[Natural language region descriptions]
---+---
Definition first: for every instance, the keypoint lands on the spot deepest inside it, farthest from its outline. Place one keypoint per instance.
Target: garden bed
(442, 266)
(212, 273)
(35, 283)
---+---
[TASK REQUIREMENTS] Each entry is to be written out exactly as it was given.

[WORKED SOLUTION]
Definition first: for every instance, the keypoint lands on the spot deepest inside it, farthest from its outline. Place one keypoint per instance.
Target: garden bed
(442, 266)
(212, 273)
(35, 283)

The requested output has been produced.